# taz.de -- Rente für Menschenhandelsopfer: Ein Fall, der Hoffnung macht
       
       > Erstmals bekommt eine ehemalige Zwangsprostituierte aufgrund
       > posttraumatischer Gesundheitsstörungen Entschädigung zugesprochen.
       
 (IMG) Bild: Straßenprostitution in Hamburg St. Georg
       
       HAMBURG taz | Es sind nur 280 Euro. Pro Monat. Zu wenig zum Leben. Und
       trotzdem steckt in der kleinen Grundrente ein großes Maß Hoffnung.
       Katharina Meiser von der Hamburger "Koordinierungsstelle gegen
       Frauenhandel" (Koofra) spricht deshalb von "Durchbruch", von "Ermutigung"
       und einer "bundesweiten Signalwirkung".
       
       Erstmals wurde einer Frau, die aus Osteuropa eingeschleppt und in Hamburg
       zur Prostitution gezwungen wurde, eine lebenslange Entschädigung nach dem
       Opferentschädigungsgesetz (OEG) gewährt. Ein Fall, auf den sich andere
       Prostituierte werden berufen können.
       
       Über die Frau, die vor ein paar Jahren mit falschen Versprechungen in die
       Bundesrepublik gelotst wurde, darf wenig an die Öffentlichkeit gelangen.
       Die heute 28-Jährige, nennen wir sie "Nina", gilt als hoch gefährdet. Sie
       wurde gefangengehalten und gezwungen, männliche Kundschaft sexuell zu
       befriedigen.
       
       Nach mehreren Anläufen gelingt ihr die Flucht. Sie hat den Mut, ihre
       Peiniger anzuzeigen und im Prozess gegen sie auszusagen. Die Aussage bringt
       die Täter wegen schweren Menschenhandels zum Zweck der sexuellen Ausbeutung
       für Jahre hinter Gitter. Seitdem ist Nina ihres Lebens nicht mehr sicher,
       eine posttraumatische Störung bleibt zurück.

**DATENZEILEN**

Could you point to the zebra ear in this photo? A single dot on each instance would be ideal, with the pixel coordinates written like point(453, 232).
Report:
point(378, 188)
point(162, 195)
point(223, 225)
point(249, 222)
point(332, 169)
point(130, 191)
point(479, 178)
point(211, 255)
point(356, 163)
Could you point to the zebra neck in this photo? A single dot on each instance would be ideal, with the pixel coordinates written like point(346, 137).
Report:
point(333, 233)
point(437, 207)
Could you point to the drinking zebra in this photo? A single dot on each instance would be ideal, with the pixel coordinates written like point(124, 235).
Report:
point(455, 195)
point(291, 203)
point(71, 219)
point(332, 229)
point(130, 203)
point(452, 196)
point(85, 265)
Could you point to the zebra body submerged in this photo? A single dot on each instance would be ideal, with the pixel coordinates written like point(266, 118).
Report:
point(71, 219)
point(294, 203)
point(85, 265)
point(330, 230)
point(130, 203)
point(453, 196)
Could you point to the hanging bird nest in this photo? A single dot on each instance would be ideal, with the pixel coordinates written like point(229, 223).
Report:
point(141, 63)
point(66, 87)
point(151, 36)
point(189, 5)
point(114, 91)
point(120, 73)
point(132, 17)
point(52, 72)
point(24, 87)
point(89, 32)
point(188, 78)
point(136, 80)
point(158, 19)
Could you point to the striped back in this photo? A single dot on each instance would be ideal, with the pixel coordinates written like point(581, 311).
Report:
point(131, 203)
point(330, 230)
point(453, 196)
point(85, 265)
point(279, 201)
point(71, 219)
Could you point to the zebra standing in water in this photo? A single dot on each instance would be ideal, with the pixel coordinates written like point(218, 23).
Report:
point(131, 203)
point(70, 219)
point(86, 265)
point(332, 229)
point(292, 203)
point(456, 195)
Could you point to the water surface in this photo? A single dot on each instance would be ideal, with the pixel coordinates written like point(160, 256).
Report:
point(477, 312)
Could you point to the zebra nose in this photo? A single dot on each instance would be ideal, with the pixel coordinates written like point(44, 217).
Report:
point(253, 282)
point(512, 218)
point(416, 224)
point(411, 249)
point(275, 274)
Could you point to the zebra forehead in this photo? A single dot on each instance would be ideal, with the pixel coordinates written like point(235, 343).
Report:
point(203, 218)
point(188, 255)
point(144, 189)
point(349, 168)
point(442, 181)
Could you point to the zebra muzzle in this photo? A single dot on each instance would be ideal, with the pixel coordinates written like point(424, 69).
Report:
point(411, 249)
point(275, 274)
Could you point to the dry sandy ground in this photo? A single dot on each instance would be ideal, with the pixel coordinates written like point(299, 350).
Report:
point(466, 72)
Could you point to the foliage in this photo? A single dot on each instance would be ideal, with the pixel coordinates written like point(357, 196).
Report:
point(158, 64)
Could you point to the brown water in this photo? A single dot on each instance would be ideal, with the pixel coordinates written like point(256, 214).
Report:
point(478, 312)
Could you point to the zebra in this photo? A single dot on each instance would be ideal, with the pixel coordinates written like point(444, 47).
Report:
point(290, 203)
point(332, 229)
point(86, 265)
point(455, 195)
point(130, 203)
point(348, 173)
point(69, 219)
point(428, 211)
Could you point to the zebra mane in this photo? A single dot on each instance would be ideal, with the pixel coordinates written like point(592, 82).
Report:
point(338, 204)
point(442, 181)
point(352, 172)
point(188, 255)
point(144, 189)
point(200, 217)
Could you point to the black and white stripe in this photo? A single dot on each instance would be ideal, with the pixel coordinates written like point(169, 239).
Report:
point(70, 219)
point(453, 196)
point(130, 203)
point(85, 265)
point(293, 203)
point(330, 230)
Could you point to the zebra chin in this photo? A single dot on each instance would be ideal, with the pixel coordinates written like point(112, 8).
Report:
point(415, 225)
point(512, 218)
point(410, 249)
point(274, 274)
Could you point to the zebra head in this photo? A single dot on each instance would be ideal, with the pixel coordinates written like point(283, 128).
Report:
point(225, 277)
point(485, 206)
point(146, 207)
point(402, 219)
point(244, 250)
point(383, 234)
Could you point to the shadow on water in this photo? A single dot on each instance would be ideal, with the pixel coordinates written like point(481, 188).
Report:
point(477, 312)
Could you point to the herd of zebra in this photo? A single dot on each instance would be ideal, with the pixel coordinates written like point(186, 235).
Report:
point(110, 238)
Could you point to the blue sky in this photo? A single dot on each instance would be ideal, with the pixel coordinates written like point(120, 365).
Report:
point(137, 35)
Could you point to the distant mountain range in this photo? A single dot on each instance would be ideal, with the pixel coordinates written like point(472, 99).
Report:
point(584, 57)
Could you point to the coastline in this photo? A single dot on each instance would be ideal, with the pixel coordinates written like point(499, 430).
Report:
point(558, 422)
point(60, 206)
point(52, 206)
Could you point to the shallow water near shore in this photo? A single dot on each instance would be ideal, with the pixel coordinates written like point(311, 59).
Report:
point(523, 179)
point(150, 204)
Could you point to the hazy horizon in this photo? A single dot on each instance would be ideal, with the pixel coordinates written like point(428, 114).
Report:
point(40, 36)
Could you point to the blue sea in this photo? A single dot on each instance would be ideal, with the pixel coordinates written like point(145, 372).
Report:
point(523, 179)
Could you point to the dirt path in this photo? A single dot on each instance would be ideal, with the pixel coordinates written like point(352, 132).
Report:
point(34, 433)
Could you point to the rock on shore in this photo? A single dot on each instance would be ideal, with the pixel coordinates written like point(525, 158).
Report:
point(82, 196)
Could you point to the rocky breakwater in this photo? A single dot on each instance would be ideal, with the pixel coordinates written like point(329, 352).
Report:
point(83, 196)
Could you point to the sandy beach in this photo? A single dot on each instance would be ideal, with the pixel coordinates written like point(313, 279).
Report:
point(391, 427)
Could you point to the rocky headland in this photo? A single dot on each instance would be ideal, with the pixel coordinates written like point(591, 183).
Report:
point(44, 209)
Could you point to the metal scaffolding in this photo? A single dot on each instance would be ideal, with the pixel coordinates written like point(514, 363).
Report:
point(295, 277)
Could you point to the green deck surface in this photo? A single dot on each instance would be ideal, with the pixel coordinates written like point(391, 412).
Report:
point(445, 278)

---

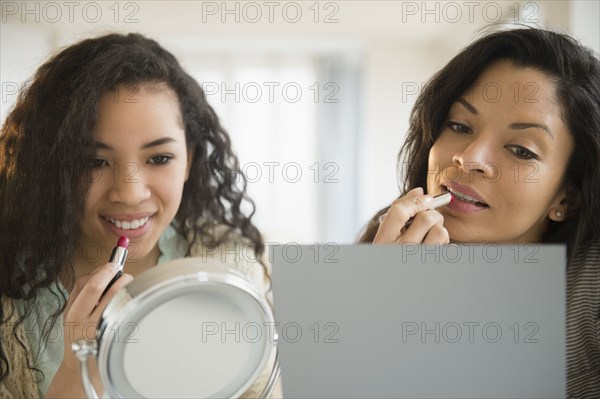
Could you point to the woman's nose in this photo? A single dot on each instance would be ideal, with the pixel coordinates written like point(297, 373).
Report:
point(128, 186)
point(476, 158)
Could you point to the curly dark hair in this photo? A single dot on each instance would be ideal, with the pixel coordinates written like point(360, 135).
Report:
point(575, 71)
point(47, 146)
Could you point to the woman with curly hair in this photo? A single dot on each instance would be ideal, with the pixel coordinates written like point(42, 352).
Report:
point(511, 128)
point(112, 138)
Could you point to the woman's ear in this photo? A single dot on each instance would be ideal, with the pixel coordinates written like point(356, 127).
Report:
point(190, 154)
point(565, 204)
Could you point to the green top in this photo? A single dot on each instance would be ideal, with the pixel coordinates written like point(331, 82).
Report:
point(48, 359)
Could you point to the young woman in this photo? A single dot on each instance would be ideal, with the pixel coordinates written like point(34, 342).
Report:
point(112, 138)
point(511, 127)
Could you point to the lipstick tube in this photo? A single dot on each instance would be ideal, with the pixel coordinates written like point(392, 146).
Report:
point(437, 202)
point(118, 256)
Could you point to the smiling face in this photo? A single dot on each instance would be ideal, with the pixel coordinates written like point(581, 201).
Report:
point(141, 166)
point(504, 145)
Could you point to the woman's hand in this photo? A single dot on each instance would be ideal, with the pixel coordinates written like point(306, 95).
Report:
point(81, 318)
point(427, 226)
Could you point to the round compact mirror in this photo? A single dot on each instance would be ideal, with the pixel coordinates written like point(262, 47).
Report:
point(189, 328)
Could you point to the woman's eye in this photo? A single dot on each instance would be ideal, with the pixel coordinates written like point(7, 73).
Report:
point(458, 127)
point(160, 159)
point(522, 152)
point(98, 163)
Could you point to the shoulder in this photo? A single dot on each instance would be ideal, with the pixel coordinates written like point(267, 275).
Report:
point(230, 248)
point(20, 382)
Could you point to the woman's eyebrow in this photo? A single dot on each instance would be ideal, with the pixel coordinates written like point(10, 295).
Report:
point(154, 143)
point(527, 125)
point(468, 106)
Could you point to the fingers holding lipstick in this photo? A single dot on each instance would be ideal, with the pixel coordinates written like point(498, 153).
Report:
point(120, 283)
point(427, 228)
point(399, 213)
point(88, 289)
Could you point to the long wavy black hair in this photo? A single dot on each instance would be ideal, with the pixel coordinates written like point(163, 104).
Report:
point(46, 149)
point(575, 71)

* * *

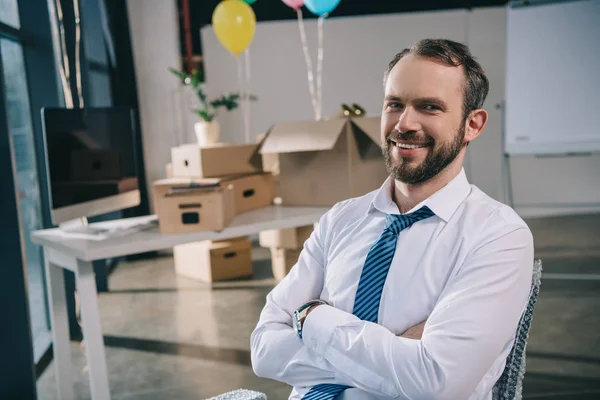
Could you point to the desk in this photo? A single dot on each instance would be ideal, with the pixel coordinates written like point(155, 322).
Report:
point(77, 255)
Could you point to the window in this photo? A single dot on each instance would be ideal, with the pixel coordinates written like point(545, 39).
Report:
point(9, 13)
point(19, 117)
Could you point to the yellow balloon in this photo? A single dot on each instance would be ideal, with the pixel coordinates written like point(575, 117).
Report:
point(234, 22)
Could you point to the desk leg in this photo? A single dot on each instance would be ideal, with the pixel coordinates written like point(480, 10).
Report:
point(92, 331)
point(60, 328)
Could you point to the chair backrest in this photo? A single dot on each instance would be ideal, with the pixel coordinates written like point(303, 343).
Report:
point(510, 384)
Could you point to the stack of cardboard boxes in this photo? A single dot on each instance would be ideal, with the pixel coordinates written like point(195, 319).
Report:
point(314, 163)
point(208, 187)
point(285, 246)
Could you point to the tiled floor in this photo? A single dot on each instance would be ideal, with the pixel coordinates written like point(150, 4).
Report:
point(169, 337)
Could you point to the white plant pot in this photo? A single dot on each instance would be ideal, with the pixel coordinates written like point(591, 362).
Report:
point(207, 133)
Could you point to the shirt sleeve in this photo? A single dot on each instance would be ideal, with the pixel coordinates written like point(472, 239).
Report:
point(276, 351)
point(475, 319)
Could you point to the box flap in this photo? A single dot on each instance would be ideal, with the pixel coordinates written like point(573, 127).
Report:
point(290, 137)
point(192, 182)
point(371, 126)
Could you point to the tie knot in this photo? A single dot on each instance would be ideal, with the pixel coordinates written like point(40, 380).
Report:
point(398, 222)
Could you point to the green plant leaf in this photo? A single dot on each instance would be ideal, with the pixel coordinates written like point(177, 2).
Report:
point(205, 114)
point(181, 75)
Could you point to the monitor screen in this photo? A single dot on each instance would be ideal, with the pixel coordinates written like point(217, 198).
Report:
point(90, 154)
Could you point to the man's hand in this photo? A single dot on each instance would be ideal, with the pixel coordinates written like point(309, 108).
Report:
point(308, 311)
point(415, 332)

**AUFGABEN**
• a. Gib den Artikel beginnend mit "(IMG) Bild: Straßenprostitution" und weiter bis einschließlich "großes Maß Hoffnung." wieder und benenne dabei "Grundrente" in "Monatsrente" um.
• b. Wie viel Geld bekommt die Frau laut dem Artikel pro Monat?
• c. Prüfe anhand des Artikels, ob die folgenden Aussagen zutreffen, und belege jede Antwort mit einem wörtlichen Zitat: (i) Nina ist heute 28 Jahre alt. (ii) Die Frau wurde aus Südamerika nach Hamburg gebracht. (iii) Die Täter kamen nach Ninas Aussage ins Gefängnis.
Die Zeilen haben eine andere Herkunft als der Artikel.

**ERGEBNISSE JE AUFGABE**
• a.
(IMG) Bild: Straßenprostitution in Hamburg St. Georg
       
       HAMBURG taz | Es sind nur 280 Euro. Pro Monat. Zu wenig zum Leben. Und
       trotzdem steckt in der kleinen Monatsrente ein großes Maß Hoffnung.

• b. 280 Euro pro Monat.

• c.
(i) Ja: "Die heute 28-Jährige"
(ii) Nein: "aus Osteuropa eingeschleppt"
(iii) Ja: "Die Aussage bringt die Täter wegen schweren Menschenhandels zum Zweck der sexuellen Ausbeutung für Jahre hinter Gitter."